* _WORK TO BE COMPLETED_: Render every line of the records below as a JSON list of strings, one string per line, omitting any blank lines.

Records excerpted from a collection
- Opening Delimiter -

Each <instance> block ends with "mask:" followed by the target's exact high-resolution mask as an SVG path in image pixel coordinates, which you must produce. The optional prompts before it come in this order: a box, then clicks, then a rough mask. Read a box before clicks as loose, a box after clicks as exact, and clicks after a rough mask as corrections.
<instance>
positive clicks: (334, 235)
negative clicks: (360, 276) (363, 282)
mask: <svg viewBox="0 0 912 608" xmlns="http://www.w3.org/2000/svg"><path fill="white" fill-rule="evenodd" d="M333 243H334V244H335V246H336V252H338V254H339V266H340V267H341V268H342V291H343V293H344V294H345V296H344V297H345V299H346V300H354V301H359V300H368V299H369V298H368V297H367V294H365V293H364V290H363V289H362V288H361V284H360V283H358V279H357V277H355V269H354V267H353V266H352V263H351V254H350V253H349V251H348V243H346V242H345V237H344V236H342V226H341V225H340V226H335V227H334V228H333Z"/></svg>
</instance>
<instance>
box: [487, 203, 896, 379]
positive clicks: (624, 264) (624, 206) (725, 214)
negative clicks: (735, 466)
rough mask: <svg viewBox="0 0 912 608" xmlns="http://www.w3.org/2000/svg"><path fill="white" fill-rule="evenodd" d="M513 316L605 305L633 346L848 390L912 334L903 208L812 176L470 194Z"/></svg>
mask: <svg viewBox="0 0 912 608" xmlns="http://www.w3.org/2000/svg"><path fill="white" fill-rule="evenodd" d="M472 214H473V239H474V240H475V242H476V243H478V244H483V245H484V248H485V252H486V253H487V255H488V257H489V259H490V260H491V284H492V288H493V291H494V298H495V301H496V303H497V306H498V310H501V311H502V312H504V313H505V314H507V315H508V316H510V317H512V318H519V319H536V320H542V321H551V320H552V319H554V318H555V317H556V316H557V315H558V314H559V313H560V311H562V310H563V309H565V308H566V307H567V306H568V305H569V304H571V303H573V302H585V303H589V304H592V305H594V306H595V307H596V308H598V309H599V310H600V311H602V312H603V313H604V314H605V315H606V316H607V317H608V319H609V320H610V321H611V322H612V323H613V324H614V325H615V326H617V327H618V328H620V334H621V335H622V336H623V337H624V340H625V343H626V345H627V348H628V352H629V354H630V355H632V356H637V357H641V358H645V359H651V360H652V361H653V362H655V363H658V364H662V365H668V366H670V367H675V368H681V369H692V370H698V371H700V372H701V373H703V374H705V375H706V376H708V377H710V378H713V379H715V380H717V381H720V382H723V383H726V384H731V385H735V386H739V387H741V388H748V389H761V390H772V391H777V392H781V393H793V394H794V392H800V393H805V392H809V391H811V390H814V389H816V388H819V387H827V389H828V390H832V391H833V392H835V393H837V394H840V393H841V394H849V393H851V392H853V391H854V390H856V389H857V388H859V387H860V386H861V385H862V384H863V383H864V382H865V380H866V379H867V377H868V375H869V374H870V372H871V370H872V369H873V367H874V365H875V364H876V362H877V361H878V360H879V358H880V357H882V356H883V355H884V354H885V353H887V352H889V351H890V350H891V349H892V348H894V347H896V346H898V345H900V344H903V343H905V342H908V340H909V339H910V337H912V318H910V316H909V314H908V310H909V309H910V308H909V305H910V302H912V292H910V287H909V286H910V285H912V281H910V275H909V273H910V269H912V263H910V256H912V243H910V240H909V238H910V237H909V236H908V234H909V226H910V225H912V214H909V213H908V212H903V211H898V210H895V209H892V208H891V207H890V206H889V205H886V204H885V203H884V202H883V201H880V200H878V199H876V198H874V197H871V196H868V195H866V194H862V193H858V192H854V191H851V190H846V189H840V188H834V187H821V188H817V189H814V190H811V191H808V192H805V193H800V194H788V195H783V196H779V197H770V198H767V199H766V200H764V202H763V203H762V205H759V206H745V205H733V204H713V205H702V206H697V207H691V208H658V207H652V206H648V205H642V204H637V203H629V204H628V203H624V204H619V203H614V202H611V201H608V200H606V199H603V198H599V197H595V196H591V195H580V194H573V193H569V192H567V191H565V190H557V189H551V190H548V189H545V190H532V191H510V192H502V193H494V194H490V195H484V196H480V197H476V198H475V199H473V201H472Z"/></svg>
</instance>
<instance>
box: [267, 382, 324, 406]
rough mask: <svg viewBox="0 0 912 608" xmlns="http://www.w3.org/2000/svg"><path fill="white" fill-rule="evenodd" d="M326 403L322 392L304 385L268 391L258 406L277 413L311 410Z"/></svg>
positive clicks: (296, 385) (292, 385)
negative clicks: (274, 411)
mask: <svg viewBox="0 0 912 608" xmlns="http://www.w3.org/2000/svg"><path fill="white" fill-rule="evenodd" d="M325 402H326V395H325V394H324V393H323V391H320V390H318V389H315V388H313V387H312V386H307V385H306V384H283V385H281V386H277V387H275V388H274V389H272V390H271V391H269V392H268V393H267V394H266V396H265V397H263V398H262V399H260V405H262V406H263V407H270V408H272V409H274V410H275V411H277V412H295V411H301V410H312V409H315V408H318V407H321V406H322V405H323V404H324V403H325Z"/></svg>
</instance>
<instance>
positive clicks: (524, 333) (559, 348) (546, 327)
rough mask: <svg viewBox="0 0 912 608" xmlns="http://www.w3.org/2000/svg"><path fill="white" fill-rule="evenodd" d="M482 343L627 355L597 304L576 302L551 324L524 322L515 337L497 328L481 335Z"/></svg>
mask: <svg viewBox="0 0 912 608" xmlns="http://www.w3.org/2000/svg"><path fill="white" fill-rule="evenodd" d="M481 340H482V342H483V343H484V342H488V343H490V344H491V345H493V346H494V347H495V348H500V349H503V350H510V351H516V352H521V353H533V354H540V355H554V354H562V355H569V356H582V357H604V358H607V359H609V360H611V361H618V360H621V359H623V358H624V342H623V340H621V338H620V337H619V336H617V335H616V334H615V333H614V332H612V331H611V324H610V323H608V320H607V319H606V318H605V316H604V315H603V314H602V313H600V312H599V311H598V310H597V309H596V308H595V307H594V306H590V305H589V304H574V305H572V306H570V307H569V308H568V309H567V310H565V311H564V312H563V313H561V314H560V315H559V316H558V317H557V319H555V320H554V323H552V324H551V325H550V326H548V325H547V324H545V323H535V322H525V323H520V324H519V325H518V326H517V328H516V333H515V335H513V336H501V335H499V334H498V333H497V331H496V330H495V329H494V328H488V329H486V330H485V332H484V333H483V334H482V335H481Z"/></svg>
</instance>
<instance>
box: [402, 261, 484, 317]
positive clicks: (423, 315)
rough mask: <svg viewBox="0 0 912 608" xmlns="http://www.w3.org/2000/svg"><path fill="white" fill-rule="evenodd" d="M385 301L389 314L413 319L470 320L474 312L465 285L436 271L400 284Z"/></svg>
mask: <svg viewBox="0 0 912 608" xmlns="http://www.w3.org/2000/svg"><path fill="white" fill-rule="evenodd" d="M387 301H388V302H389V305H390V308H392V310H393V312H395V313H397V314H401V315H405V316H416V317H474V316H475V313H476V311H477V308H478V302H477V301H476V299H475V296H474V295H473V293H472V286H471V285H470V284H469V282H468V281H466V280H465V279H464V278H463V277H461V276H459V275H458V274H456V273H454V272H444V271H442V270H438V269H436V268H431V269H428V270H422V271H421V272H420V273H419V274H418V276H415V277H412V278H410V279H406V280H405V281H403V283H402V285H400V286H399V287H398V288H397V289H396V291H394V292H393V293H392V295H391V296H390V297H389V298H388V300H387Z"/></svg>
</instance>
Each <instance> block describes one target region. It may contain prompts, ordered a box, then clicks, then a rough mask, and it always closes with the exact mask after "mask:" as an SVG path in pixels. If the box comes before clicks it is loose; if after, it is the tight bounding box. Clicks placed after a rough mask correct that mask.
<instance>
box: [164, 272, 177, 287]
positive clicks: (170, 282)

- Closing Delimiter -

* _EXERCISE SOLUTION_:
[
  "Each <instance> block ends with \"mask:\" followed by the target's exact high-resolution mask as an SVG path in image pixel coordinates, which you must produce. The optional prompts before it come in this order: a box, then clicks, then a rough mask. Read a box before clicks as loose, a box after clicks as exact, and clicks after a rough mask as corrections.",
  "<instance>",
  "positive clicks: (334, 235)",
  "negative clicks: (360, 276) (363, 282)",
  "mask: <svg viewBox=\"0 0 912 608\" xmlns=\"http://www.w3.org/2000/svg\"><path fill=\"white\" fill-rule=\"evenodd\" d=\"M333 243H334V244H335V246H336V252H338V254H339V266H340V267H341V268H342V291H343V293H344V294H345V296H344V297H345V299H346V300H354V301H359V300H368V299H369V298H368V297H367V294H365V293H364V290H363V289H362V288H361V284H360V283H358V279H357V277H355V269H354V267H353V266H352V263H351V254H350V253H349V251H348V243H346V242H345V237H344V236H342V226H341V225H340V226H335V227H334V228H333Z\"/></svg>",
  "</instance>",
  "<instance>",
  "box: [487, 203, 896, 379]",
  "positive clicks: (624, 264) (624, 206) (725, 214)",
  "negative clicks: (735, 466)",
  "rough mask: <svg viewBox=\"0 0 912 608\" xmlns=\"http://www.w3.org/2000/svg\"><path fill=\"white\" fill-rule=\"evenodd\" d=\"M513 316L605 305L633 346L848 390L912 334L903 208L812 176L470 194Z\"/></svg>",
  "mask: <svg viewBox=\"0 0 912 608\" xmlns=\"http://www.w3.org/2000/svg\"><path fill=\"white\" fill-rule=\"evenodd\" d=\"M472 214H473V239H474V240H475V242H476V243H478V244H483V245H484V248H485V252H486V253H487V255H488V257H489V259H490V260H491V284H492V288H493V291H494V298H495V301H496V303H497V306H498V310H501V311H502V312H504V313H505V314H507V315H508V316H510V317H512V318H519V319H536V320H542V321H551V320H552V319H554V318H555V317H556V316H557V315H558V314H559V313H560V311H562V310H563V309H565V308H566V307H567V306H568V305H569V304H571V303H573V302H585V303H589V304H592V305H594V306H595V307H596V308H598V309H599V310H600V311H602V312H603V313H604V314H605V315H606V316H607V317H608V319H609V320H610V321H611V322H612V323H613V324H614V325H615V326H617V327H618V328H620V334H621V335H622V336H623V337H624V340H625V343H626V345H627V348H628V352H629V354H630V355H632V356H637V357H641V358H645V359H651V360H652V361H653V362H655V363H658V364H662V365H668V366H670V367H675V368H681V369H692V370H698V371H700V372H701V373H703V374H705V375H706V376H708V377H710V378H713V379H715V380H717V381H720V382H723V383H726V384H731V385H735V386H739V387H741V388H748V389H761V390H772V391H777V392H781V393H793V394H794V392H800V393H805V392H809V391H811V390H814V389H816V388H819V387H827V389H828V390H832V391H833V392H835V393H837V394H840V393H841V394H849V393H851V392H853V391H854V390H856V389H857V388H859V387H860V386H861V385H862V384H863V383H864V382H865V380H866V379H867V377H868V375H869V374H870V372H871V370H872V369H873V367H874V365H875V364H876V362H877V361H878V360H879V358H880V357H882V356H883V355H884V354H885V353H887V352H889V351H890V350H891V349H892V348H894V347H896V346H898V345H900V344H903V343H905V342H908V340H909V339H910V337H912V318H910V316H909V314H908V310H909V309H910V308H909V305H910V302H912V292H910V287H909V286H910V285H912V281H910V275H909V273H910V269H912V263H910V256H912V243H910V240H909V238H910V237H909V236H908V234H909V226H910V225H912V214H909V213H908V212H903V211H898V210H895V209H892V208H891V207H890V206H889V205H886V204H885V203H884V202H883V201H880V200H878V199H876V198H874V197H871V196H868V195H866V194H862V193H858V192H854V191H851V190H846V189H840V188H834V187H821V188H817V189H814V190H811V191H808V192H805V193H800V194H788V195H783V196H779V197H770V198H767V199H766V200H764V202H763V203H762V205H759V206H745V205H733V204H713V205H702V206H697V207H691V208H658V207H652V206H648V205H642V204H637V203H629V204H628V203H624V204H619V203H614V202H611V201H608V200H606V199H603V198H599V197H595V196H591V195H580V194H573V193H569V192H567V191H565V190H557V189H551V190H548V189H545V190H532V191H510V192H502V193H494V194H490V195H484V196H480V197H476V198H475V199H473V201H472Z\"/></svg>",
  "</instance>",
  "<instance>",
  "box: [267, 382, 324, 406]",
  "rough mask: <svg viewBox=\"0 0 912 608\" xmlns=\"http://www.w3.org/2000/svg\"><path fill=\"white\" fill-rule=\"evenodd\" d=\"M326 403L322 392L304 385L268 391L258 406L277 413L311 410Z\"/></svg>",
  "positive clicks: (296, 385) (292, 385)",
  "negative clicks: (274, 411)",
  "mask: <svg viewBox=\"0 0 912 608\" xmlns=\"http://www.w3.org/2000/svg\"><path fill=\"white\" fill-rule=\"evenodd\" d=\"M325 402H326V395H325V394H324V393H323V391H320V390H318V389H315V388H313V387H312V386H307V385H306V384H283V385H281V386H277V387H275V388H274V389H272V390H271V391H269V392H268V393H267V394H266V396H265V397H263V398H262V399H260V405H262V406H263V407H270V408H272V409H274V410H275V411H277V412H295V411H301V410H312V409H315V408H318V407H321V406H322V405H323V404H324V403H325Z\"/></svg>",
  "</instance>",
  "<instance>",
  "positive clicks: (524, 333) (559, 348) (546, 327)",
  "rough mask: <svg viewBox=\"0 0 912 608\" xmlns=\"http://www.w3.org/2000/svg\"><path fill=\"white\" fill-rule=\"evenodd\" d=\"M482 343L627 355L597 304L576 302L551 324L524 322L515 337L497 328L481 335Z\"/></svg>",
  "mask: <svg viewBox=\"0 0 912 608\" xmlns=\"http://www.w3.org/2000/svg\"><path fill=\"white\" fill-rule=\"evenodd\" d=\"M481 340H482V342H483V343H484V342H488V343H490V344H491V345H493V346H494V347H495V348H500V349H503V350H510V351H516V352H521V353H533V354H540V355H554V354H562V355H569V356H582V357H604V358H607V359H609V360H611V361H618V360H621V359H623V358H624V342H623V340H621V338H620V337H619V336H617V335H616V334H615V333H614V332H612V331H611V324H610V323H608V320H607V319H606V318H605V316H604V315H603V314H602V313H600V312H599V311H598V310H597V309H596V308H595V307H594V306H590V305H589V304H574V305H572V306H570V307H569V308H568V309H567V310H565V311H564V312H563V313H561V314H560V315H559V316H558V317H557V319H555V320H554V323H552V324H551V325H550V326H548V325H547V324H545V323H535V322H525V323H520V324H519V325H518V326H517V328H516V333H515V335H513V336H501V335H499V334H498V333H497V331H496V330H495V329H494V328H488V329H486V330H485V332H484V333H483V334H482V335H481Z\"/></svg>",
  "</instance>",
  "<instance>",
  "box: [402, 261, 484, 317]",
  "positive clicks: (423, 315)",
  "rough mask: <svg viewBox=\"0 0 912 608\" xmlns=\"http://www.w3.org/2000/svg\"><path fill=\"white\" fill-rule=\"evenodd\" d=\"M385 301L389 314L413 319L470 320L474 312L465 285L436 271L400 284Z\"/></svg>",
  "mask: <svg viewBox=\"0 0 912 608\" xmlns=\"http://www.w3.org/2000/svg\"><path fill=\"white\" fill-rule=\"evenodd\" d=\"M387 301H388V302H389V305H390V308H392V310H393V312H395V313H397V314H401V315H405V316H416V317H474V316H475V313H476V311H477V308H478V302H477V301H476V299H475V296H474V295H473V293H472V286H471V285H470V284H469V282H468V281H466V280H465V279H464V278H463V277H461V276H459V275H458V274H456V273H454V272H444V271H442V270H438V269H436V268H431V269H428V270H422V271H421V272H420V273H419V274H418V276H415V277H412V278H410V279H406V280H405V281H403V283H402V285H400V286H399V287H398V288H397V289H396V291H394V292H393V293H392V295H391V296H390V297H389V298H388V300H387Z\"/></svg>",
  "</instance>",
  "Each <instance> block describes one target region. It may contain prompts, ordered a box, then clicks, then a rough mask, and it always closes with the exact mask after \"mask:\" as an SVG path in pixels. If the box comes before clicks it is loose; if after, it is the tight bounding box. Clicks placed after a rough mask correct that mask.",
  "<instance>",
  "box: [164, 272, 177, 287]",
  "positive clicks: (170, 282)"
]